Requirement 1:
Translate this sentence from the text about pirate characters into Spanish: "Our single allegiance is to our crew, our ship and to the articles."
Requirement 2:
Reproduce the part of the text about pirate characters that opens with the words "Speaking of battles, yes, there" and closes with "first the prize.".
╭─ Provided text
Not sure what kind of character you want to play? Now, everybody knows that we focus on seafaring. Most of our storylines involve life and work aboard the ships. So we need Navy officers, seamen, privateers and pirates most, but civilians are needed sometimes too.
Herebelow is a list of our possible character types, and I thank Alcia
for the idea of writing them in character and for the additional information to include.
Captain of the "Rising Sun"
Group: Pirate Admin
Member No.: 6
Joined: 31-July 10
| So... do you wanna be a pirate?
You made the right choice. Our pirate ship, one of the many pirate vessels that are on the prowl in these waters, is always looking for crew. We prefer those who have a skill or another… but we have taken youngsters and landmen too. We need able seamen, good fighters, some higher skilled people if we can take them from the boarded ships or among the craftsmen who had to abandon their homes for a reason or another - and most of all, men who fear neither God, nor the Devil nor the allied Navies in a fight.
Unlike most pirate ships, we accept a few women aboard too (temporary characters only), because the captain and the quartermaster are less superstitious. But those who come aboard are no princesses, only as hardworking as their male crewmates, and they have to prove themselves sea-worthy deckhands. If some people tell, in ports, drunken stories about pirate queens and mighty lady captains, we know they are just stories. Many sailors are fiercely superstitious regarding the presence of women on ships, and while yes, there were female pirates in history and we are a testimony of this, we know that they were the exception and not the rule.
Our single allegiance is to our crew, our ship and to the articles. We, the "gentlemen of fortune" as we prefer to be called, are much freer in our decisions that anybody else in our times (the first democracy in the modern world was Libertalia
, a pirate-founded one). There might be scoundrels among us, but not as many as our enemies believe – only as many as you can find aboard a Navy ship or a merchant ship. Most of us are loyal to our people, and proud to have forged a name for ourselves by our own efforts, unlike in the Navy, where one can get promoted based on family connections and wealth.
We have a captain and officers and all that... but what counts is the vote of the council
, even for the route to take for a new prey. Every sailor has the same right and his vote counts the same and only if a majority decides on something, it becomes law. If the captain is abusive, incompetent or merely unlucky, he can be demoted based on the Council’s vote, so he has to prove himself continuously.
The council draws up our law, the Articles of Agreement
. They can be changed only by the council, on majority vote, according to the situation. Any infringement of the Articles leads to punishment, if the quartermaster
agrees. Outside battles, he is the highest authority on board, not the captain, who commands the ship during an encounter with an enemy vessel.
Speaking of battles, yes, there is always a risk at sea… and to those the Navy and merchant ships have to face, we have one more – a short drop and a sudden stop
, also known as the hempen jig
, may God forbid it for us and our friends! But what is earned without effort in life? Unlike for those above mentioned, if successful, each sailor receives an equal share of the loot, and good food and enough liquor – with bonuses, according to the Articles, for those who see first the prize and who board first the prize.
The ones who get crippled in fight, are left ashore with the means to provide for themselves – if they are wise in spending their money. Besides, you might have a matelot
to take care of you… or to inherit your earthly goods after you meet Davy Jones. Not all the matelots are sharing each other’s beds, this is merely an administrative arrangement and some of them are only sworn brothers; but if a male lover floats your boat, this is an opportunity you have only here – on any of the God-fearing islands, this is a hanging offence.
╰─
╭─ Dataset excerpts
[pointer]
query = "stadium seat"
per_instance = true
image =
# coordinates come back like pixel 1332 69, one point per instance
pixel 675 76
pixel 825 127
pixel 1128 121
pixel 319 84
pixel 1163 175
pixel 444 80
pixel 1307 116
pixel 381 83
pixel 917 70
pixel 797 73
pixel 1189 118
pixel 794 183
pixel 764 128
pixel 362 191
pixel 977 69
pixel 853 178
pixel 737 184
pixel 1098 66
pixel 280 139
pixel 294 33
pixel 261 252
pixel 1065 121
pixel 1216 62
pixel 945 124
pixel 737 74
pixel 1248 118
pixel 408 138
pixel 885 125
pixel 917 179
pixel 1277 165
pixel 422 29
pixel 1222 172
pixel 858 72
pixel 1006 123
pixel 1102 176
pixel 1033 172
╰─
Exercise response 1:
Nuestra única lealtad es hacia nuestra tripulación, nuestro barco y los artículos.

Exercise response 2:
Speaking of battles, yes, there is always a risk at sea… and to those the Navy and merchant ships have to face, we have one more – a short drop and a sudden stop
, also known as the hempen jig
, may God forbid it for us and our friends! But what is earned without effort in life? Unlike for those above mentioned, if successful, each sailor receives an equal share of the loot, and good food and enough liquor – with bonuses, according to the Articles, for those who see first the prize and who board first the prize.